Here is the V5 of the IO controller patches generated on top of 2.6.30.

Previous versions of the patches was posted here.

(V1) http://lkml.org/lkml/2009/3/11/486
(V2) http://lkml.org/lkml/2009/5/5/275
(V3) http://lkml.org/lkml/2009/5/26/472
(V4) http://lkml.org/lkml/2009/6/8/580

This patchset is still work in progress but I want to keep on getting the
snapshot of my tree out at regular intervals to get the feedback hence V5.

Changes from V4
===============
- Implemented bdi_*_congested_group() functions to also determine if a
  particular io group on a bdi is congested or not. So far we only used
  determine whether bdi is congested or not. But now there is one request
  list per group and one also needs to check whether the particular
  io group io is going into is congested or not.

- Fixed preemption logic in hiearchical mode. In hiearchical mode, one
  needs to traverse up the hiearchy so that current queue and new queue
  are at same level to make a decision whether preeption should be done
  or not. Took the idea and code from CFS cpu scheduler.

- There were some tunables which were appearing under
  /sys/block/<device>/queue dir but these tunables actually belonged to
  ioschedulers in hierarhical moded. Fixed it.

Set exercise A —
In the records, print everything from the line containing "If you could point to the wooden floating" down to the line containing "Query: wooden floating shelf", including both of those lines.
The records are unrelated to the text above and stand as separate material.

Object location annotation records
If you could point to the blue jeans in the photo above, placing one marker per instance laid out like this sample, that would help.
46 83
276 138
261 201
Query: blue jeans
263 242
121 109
* * *
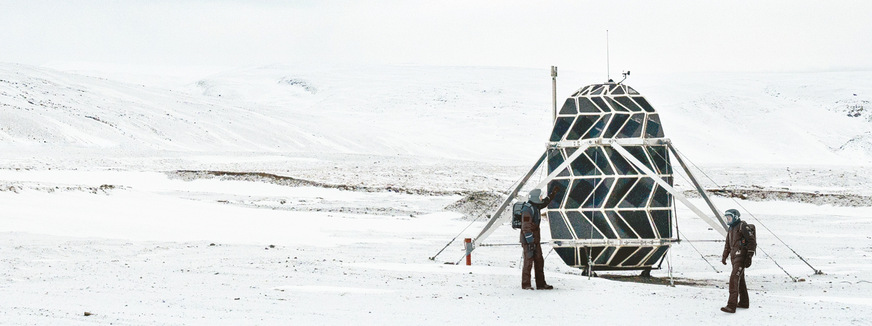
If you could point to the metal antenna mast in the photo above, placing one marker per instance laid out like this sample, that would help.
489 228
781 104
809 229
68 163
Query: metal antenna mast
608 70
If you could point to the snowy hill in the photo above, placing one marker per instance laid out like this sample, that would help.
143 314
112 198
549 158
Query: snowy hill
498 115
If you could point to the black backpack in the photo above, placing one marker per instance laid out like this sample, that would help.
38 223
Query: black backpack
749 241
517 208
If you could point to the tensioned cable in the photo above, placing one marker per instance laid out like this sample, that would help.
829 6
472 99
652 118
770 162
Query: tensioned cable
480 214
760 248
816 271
* * *
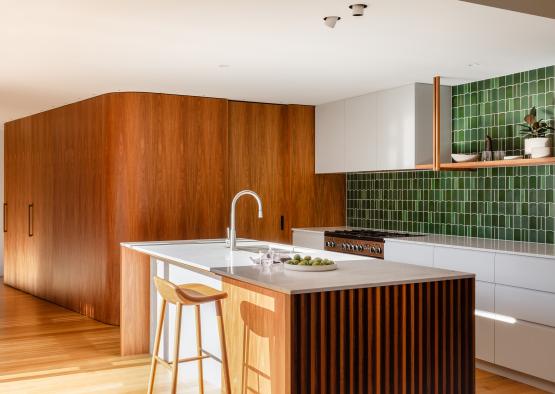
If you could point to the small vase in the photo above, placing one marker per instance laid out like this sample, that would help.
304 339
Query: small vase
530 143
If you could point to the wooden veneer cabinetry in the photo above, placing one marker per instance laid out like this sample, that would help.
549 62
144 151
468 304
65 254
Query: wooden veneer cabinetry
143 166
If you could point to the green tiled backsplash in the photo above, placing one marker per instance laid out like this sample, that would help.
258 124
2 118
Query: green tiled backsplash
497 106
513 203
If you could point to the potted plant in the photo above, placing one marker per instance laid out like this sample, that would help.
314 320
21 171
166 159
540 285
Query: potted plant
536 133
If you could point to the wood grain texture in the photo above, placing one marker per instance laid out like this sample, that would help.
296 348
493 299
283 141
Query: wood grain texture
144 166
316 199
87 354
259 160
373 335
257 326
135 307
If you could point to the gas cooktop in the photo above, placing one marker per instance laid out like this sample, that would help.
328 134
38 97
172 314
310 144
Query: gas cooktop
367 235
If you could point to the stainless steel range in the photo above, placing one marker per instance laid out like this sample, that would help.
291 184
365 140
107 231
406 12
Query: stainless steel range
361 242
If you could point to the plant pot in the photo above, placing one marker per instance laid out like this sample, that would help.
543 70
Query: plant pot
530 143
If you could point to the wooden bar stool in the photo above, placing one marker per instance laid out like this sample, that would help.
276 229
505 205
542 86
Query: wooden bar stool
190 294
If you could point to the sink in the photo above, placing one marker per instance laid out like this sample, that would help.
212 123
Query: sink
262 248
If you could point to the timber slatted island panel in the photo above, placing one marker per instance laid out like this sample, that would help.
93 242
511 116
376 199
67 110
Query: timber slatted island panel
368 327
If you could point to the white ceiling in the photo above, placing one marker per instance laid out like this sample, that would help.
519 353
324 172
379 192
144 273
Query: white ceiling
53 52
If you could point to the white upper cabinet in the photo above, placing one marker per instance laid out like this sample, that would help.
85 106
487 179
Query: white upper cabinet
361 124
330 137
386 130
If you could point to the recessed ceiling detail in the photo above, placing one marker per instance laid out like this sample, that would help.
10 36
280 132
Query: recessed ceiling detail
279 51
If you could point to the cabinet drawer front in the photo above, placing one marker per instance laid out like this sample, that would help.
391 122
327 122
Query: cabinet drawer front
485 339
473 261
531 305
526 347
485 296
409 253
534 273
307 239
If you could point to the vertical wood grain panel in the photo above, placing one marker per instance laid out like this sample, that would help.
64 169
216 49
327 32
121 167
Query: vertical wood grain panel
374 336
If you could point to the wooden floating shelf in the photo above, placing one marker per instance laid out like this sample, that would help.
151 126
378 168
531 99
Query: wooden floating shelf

Set exercise B —
Write a continuation of the IO controller patch announcement, picking up after its last sentence.

Final answer A —
If you could point to the wooden floating shelf in the photo above, placing one marker per instance laid out like this sample, that would help.
151 126
378 168
531 99
Query: wooden floating shelf

Final answer B —
 
- Fixed another preemption issue where if any RT queue was pending
  (busy_rt_queues), current queue was being expired. Now this preemption is
  done only if there are busy_rt_queues in the same group.

  (Though I think that busy_rt_queues is redundant code as the moment RT
   request comes, we preempt the BE queue so we should never run into the
   issue of RT reuqest pending while BE is running. Keeping the code for the
   time being). 
 
- Applied the patch from Gui where he got rid of only_root_group code and
  now used cgroups children list to determine if root group is only group
  or there are childrens too.

- Applied few cleanup patches from Gui.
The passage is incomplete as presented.